◆ PROBLEM DESCRIPTION ◆
Look through the material below and give the number of lines where the string "window" appears, without any other words.

◆ INFORMATION GIVEN ◆

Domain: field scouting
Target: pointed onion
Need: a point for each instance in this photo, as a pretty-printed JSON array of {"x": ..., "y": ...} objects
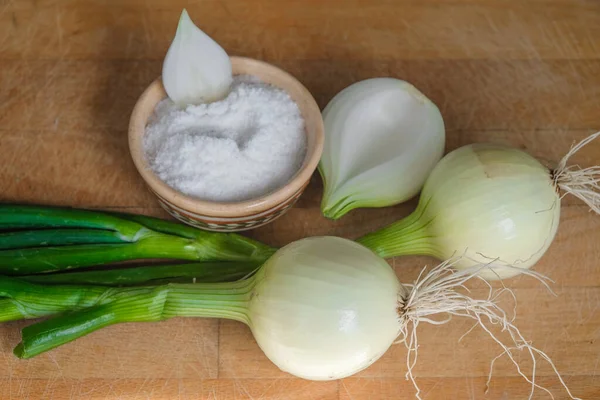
[
  {"x": 196, "y": 69},
  {"x": 382, "y": 138},
  {"x": 489, "y": 204}
]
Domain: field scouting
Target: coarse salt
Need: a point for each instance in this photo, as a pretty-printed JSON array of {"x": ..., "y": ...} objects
[{"x": 242, "y": 147}]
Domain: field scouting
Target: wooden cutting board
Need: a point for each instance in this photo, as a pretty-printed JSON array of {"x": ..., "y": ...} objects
[{"x": 524, "y": 73}]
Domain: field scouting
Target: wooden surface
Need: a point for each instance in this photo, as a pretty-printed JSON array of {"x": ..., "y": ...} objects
[{"x": 521, "y": 72}]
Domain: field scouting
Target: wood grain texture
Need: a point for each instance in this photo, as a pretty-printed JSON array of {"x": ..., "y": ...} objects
[{"x": 523, "y": 73}]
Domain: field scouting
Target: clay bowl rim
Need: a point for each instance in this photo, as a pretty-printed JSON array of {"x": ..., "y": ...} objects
[{"x": 250, "y": 207}]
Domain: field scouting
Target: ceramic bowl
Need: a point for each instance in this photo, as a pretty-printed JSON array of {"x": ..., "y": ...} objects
[{"x": 232, "y": 216}]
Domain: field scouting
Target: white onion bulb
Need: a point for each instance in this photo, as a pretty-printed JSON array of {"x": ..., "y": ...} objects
[
  {"x": 382, "y": 138},
  {"x": 325, "y": 308},
  {"x": 196, "y": 69},
  {"x": 489, "y": 204}
]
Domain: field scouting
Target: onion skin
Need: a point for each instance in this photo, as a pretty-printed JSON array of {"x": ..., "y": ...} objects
[
  {"x": 373, "y": 129},
  {"x": 325, "y": 308},
  {"x": 488, "y": 203}
]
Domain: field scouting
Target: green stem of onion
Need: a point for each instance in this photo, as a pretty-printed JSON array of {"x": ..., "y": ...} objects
[
  {"x": 107, "y": 239},
  {"x": 408, "y": 236},
  {"x": 58, "y": 237},
  {"x": 140, "y": 304},
  {"x": 157, "y": 274},
  {"x": 26, "y": 216},
  {"x": 24, "y": 300}
]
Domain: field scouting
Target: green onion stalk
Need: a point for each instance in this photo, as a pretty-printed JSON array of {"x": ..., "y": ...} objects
[
  {"x": 320, "y": 308},
  {"x": 36, "y": 240}
]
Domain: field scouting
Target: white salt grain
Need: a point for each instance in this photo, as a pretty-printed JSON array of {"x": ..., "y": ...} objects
[{"x": 244, "y": 146}]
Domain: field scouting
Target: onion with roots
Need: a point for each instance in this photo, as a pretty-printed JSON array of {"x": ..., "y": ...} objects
[
  {"x": 321, "y": 308},
  {"x": 491, "y": 204}
]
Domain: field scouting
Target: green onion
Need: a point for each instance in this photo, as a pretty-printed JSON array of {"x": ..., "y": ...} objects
[
  {"x": 23, "y": 300},
  {"x": 320, "y": 308},
  {"x": 60, "y": 239},
  {"x": 157, "y": 274},
  {"x": 57, "y": 237},
  {"x": 136, "y": 304}
]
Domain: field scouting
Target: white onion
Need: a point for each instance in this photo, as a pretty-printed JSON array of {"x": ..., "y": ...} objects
[
  {"x": 382, "y": 139},
  {"x": 490, "y": 204},
  {"x": 196, "y": 69},
  {"x": 325, "y": 308}
]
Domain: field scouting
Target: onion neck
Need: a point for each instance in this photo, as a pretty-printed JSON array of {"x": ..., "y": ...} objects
[
  {"x": 409, "y": 236},
  {"x": 228, "y": 300}
]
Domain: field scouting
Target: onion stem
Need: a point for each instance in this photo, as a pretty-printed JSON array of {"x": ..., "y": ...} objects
[
  {"x": 408, "y": 236},
  {"x": 155, "y": 274},
  {"x": 139, "y": 304},
  {"x": 61, "y": 239}
]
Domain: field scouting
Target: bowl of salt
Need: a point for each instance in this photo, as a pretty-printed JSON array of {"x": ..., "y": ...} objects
[{"x": 234, "y": 164}]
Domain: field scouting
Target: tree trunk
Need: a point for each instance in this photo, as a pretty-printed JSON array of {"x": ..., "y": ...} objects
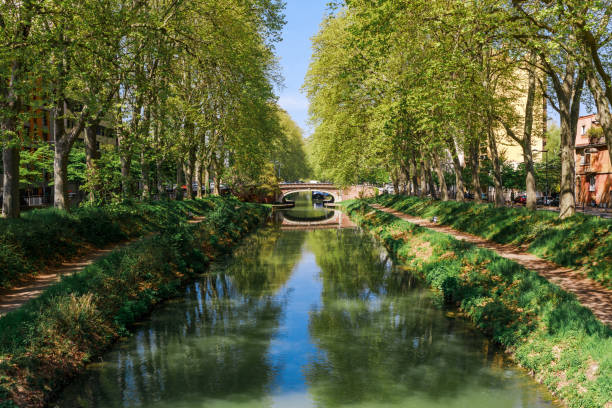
[
  {"x": 457, "y": 170},
  {"x": 216, "y": 181},
  {"x": 475, "y": 159},
  {"x": 189, "y": 172},
  {"x": 144, "y": 176},
  {"x": 530, "y": 180},
  {"x": 441, "y": 178},
  {"x": 179, "y": 180},
  {"x": 60, "y": 175},
  {"x": 567, "y": 199},
  {"x": 125, "y": 155},
  {"x": 415, "y": 177},
  {"x": 207, "y": 180},
  {"x": 158, "y": 179},
  {"x": 423, "y": 180},
  {"x": 10, "y": 202},
  {"x": 497, "y": 179},
  {"x": 395, "y": 181},
  {"x": 91, "y": 155},
  {"x": 432, "y": 186},
  {"x": 198, "y": 178}
]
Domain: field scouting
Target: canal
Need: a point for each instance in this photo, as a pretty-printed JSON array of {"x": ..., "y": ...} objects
[{"x": 305, "y": 318}]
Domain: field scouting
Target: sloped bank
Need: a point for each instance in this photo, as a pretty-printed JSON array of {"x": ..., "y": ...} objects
[
  {"x": 47, "y": 237},
  {"x": 582, "y": 242},
  {"x": 546, "y": 330},
  {"x": 50, "y": 339}
]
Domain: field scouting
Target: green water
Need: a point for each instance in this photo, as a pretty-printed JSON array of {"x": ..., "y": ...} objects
[{"x": 305, "y": 319}]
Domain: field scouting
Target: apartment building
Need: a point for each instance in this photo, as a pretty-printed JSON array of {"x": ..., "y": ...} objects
[{"x": 593, "y": 167}]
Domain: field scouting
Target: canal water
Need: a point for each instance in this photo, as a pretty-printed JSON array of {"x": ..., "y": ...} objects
[{"x": 305, "y": 318}]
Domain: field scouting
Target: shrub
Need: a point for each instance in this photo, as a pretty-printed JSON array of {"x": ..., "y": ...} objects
[{"x": 43, "y": 238}]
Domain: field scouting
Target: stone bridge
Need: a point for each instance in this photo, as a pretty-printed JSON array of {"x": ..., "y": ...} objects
[{"x": 338, "y": 193}]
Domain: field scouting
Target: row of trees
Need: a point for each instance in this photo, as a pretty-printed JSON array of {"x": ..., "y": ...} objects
[
  {"x": 409, "y": 86},
  {"x": 186, "y": 85}
]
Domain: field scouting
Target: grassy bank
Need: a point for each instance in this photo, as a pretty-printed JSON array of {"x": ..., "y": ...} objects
[
  {"x": 547, "y": 331},
  {"x": 50, "y": 339},
  {"x": 43, "y": 238},
  {"x": 582, "y": 242}
]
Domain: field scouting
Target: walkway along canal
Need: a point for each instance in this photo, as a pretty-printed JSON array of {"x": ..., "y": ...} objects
[{"x": 305, "y": 318}]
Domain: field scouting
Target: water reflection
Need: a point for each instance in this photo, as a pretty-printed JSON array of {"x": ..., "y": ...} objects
[{"x": 304, "y": 319}]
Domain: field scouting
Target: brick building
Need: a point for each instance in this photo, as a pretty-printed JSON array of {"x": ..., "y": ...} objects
[{"x": 593, "y": 167}]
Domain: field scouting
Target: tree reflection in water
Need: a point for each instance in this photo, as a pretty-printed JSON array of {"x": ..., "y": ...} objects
[
  {"x": 381, "y": 340},
  {"x": 210, "y": 345},
  {"x": 301, "y": 319}
]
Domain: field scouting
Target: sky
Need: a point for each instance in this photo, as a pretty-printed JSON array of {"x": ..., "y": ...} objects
[{"x": 303, "y": 19}]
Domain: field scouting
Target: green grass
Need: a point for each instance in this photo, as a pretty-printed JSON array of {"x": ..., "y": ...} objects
[
  {"x": 546, "y": 329},
  {"x": 583, "y": 242},
  {"x": 42, "y": 238},
  {"x": 51, "y": 338}
]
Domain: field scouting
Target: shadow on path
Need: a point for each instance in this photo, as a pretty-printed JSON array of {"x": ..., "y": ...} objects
[
  {"x": 15, "y": 297},
  {"x": 588, "y": 292}
]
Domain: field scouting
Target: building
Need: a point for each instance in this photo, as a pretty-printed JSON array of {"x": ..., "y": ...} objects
[
  {"x": 516, "y": 93},
  {"x": 37, "y": 129},
  {"x": 593, "y": 167}
]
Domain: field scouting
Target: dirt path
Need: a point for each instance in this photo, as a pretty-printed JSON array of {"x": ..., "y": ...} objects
[
  {"x": 589, "y": 293},
  {"x": 14, "y": 298}
]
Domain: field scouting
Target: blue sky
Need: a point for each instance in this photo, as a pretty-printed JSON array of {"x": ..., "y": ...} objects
[{"x": 303, "y": 19}]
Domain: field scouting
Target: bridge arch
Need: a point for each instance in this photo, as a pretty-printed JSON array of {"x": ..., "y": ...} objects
[{"x": 331, "y": 192}]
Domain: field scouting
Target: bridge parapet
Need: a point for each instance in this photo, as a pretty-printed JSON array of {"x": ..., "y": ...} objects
[{"x": 339, "y": 193}]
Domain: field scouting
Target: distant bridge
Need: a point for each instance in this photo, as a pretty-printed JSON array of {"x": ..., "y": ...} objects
[{"x": 338, "y": 193}]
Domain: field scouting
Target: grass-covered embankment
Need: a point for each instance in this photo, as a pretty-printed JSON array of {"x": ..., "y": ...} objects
[
  {"x": 50, "y": 339},
  {"x": 44, "y": 238},
  {"x": 547, "y": 331},
  {"x": 582, "y": 242}
]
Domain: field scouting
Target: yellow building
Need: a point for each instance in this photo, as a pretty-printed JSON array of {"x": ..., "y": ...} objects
[{"x": 516, "y": 92}]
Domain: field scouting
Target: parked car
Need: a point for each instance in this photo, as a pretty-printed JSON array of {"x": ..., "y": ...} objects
[
  {"x": 551, "y": 201},
  {"x": 521, "y": 199}
]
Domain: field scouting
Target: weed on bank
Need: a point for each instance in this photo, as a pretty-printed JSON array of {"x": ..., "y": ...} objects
[
  {"x": 47, "y": 237},
  {"x": 582, "y": 242},
  {"x": 50, "y": 339},
  {"x": 546, "y": 329}
]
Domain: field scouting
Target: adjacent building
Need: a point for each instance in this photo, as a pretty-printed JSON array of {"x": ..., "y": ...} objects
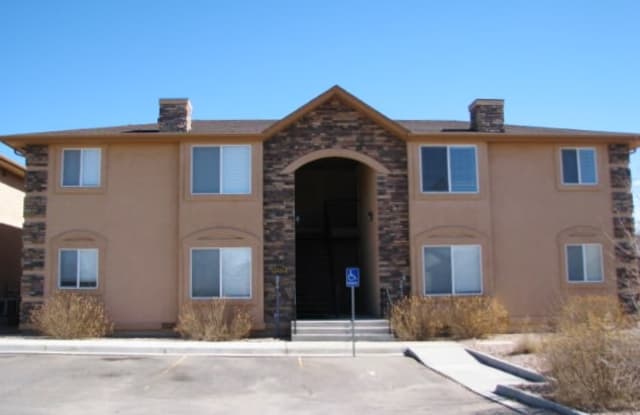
[
  {"x": 270, "y": 212},
  {"x": 11, "y": 200}
]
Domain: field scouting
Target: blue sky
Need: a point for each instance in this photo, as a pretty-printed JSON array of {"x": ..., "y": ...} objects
[{"x": 79, "y": 64}]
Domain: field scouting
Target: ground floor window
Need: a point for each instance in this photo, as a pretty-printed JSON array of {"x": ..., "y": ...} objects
[
  {"x": 221, "y": 272},
  {"x": 78, "y": 268},
  {"x": 452, "y": 269},
  {"x": 584, "y": 263}
]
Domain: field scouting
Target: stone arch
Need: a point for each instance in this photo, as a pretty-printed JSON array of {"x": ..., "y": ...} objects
[{"x": 339, "y": 153}]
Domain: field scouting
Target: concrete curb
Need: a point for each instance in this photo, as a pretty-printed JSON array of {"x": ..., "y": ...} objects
[
  {"x": 536, "y": 401},
  {"x": 508, "y": 367},
  {"x": 182, "y": 347}
]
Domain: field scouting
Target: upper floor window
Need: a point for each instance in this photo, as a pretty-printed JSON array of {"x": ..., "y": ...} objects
[
  {"x": 449, "y": 169},
  {"x": 584, "y": 263},
  {"x": 78, "y": 268},
  {"x": 579, "y": 166},
  {"x": 221, "y": 272},
  {"x": 221, "y": 169},
  {"x": 81, "y": 167},
  {"x": 452, "y": 269}
]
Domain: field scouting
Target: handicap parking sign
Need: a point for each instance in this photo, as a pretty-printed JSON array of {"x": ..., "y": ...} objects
[{"x": 353, "y": 277}]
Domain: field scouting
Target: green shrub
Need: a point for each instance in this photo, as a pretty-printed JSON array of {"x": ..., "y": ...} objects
[
  {"x": 421, "y": 318},
  {"x": 69, "y": 315},
  {"x": 213, "y": 321}
]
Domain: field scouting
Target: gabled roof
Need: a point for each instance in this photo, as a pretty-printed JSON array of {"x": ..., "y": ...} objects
[
  {"x": 350, "y": 100},
  {"x": 259, "y": 130}
]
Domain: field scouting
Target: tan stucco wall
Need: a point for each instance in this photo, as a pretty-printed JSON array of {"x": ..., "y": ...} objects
[
  {"x": 522, "y": 217},
  {"x": 143, "y": 219},
  {"x": 11, "y": 200}
]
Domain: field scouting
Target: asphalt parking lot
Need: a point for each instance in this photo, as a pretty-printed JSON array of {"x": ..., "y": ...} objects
[{"x": 67, "y": 384}]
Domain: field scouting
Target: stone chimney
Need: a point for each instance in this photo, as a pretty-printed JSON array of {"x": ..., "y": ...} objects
[
  {"x": 487, "y": 115},
  {"x": 175, "y": 115}
]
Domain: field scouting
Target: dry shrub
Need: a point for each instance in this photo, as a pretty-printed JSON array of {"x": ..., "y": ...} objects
[
  {"x": 422, "y": 318},
  {"x": 526, "y": 344},
  {"x": 594, "y": 311},
  {"x": 213, "y": 321},
  {"x": 594, "y": 364},
  {"x": 69, "y": 315},
  {"x": 477, "y": 317},
  {"x": 417, "y": 318}
]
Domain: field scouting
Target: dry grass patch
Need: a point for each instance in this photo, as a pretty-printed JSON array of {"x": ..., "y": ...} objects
[
  {"x": 213, "y": 321},
  {"x": 593, "y": 363},
  {"x": 71, "y": 316},
  {"x": 422, "y": 318}
]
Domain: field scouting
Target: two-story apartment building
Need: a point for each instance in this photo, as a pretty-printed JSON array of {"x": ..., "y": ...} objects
[{"x": 152, "y": 216}]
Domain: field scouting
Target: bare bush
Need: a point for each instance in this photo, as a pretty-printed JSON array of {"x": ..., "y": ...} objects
[
  {"x": 69, "y": 315},
  {"x": 593, "y": 311},
  {"x": 418, "y": 318},
  {"x": 594, "y": 363},
  {"x": 528, "y": 344},
  {"x": 213, "y": 321},
  {"x": 477, "y": 317},
  {"x": 421, "y": 318}
]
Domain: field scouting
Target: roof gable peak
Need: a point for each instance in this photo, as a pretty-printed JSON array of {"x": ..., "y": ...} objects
[{"x": 350, "y": 100}]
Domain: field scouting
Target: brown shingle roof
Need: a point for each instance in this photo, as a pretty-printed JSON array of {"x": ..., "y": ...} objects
[{"x": 258, "y": 126}]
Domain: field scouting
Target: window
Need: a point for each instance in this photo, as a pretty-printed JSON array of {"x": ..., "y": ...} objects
[
  {"x": 449, "y": 169},
  {"x": 579, "y": 166},
  {"x": 81, "y": 167},
  {"x": 454, "y": 269},
  {"x": 78, "y": 268},
  {"x": 584, "y": 263},
  {"x": 220, "y": 272},
  {"x": 221, "y": 170}
]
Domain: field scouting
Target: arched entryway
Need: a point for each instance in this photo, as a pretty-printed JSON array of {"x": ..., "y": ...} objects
[{"x": 335, "y": 228}]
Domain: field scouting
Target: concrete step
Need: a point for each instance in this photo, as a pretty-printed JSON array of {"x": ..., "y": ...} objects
[
  {"x": 340, "y": 330},
  {"x": 382, "y": 337},
  {"x": 341, "y": 323}
]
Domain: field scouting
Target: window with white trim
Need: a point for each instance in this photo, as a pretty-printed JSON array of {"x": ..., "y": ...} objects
[
  {"x": 448, "y": 169},
  {"x": 221, "y": 272},
  {"x": 452, "y": 269},
  {"x": 221, "y": 169},
  {"x": 579, "y": 166},
  {"x": 584, "y": 263},
  {"x": 81, "y": 167},
  {"x": 78, "y": 268}
]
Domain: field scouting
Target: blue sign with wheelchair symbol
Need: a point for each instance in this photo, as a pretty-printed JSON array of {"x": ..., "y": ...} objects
[{"x": 353, "y": 277}]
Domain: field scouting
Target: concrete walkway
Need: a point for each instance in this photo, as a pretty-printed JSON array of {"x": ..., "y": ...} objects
[
  {"x": 447, "y": 358},
  {"x": 253, "y": 347},
  {"x": 450, "y": 359}
]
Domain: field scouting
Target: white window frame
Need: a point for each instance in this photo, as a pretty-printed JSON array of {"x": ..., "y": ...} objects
[
  {"x": 80, "y": 175},
  {"x": 220, "y": 297},
  {"x": 584, "y": 263},
  {"x": 595, "y": 166},
  {"x": 453, "y": 281},
  {"x": 221, "y": 178},
  {"x": 448, "y": 147},
  {"x": 78, "y": 287}
]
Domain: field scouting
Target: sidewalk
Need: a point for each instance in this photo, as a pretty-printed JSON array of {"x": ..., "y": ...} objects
[
  {"x": 144, "y": 346},
  {"x": 447, "y": 358}
]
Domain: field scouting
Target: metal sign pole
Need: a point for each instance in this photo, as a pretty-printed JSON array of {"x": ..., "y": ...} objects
[
  {"x": 353, "y": 321},
  {"x": 277, "y": 306}
]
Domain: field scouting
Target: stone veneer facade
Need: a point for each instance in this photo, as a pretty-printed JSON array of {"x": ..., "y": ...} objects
[
  {"x": 332, "y": 125},
  {"x": 626, "y": 247},
  {"x": 34, "y": 230}
]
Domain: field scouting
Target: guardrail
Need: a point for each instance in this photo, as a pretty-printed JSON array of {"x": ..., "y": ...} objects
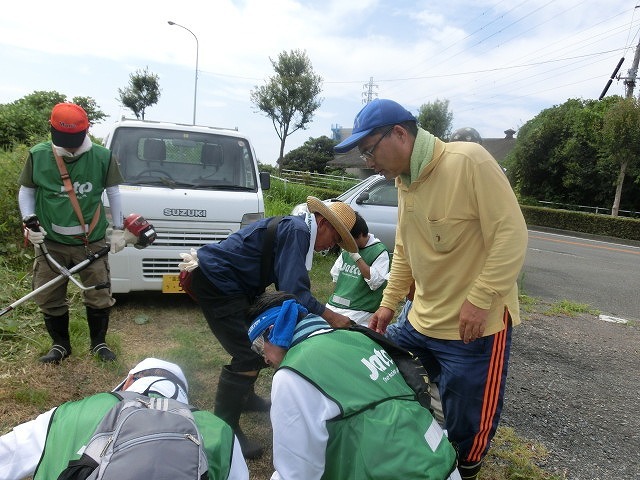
[
  {"x": 581, "y": 208},
  {"x": 320, "y": 180}
]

◆ TASK OUTPUT ◆
5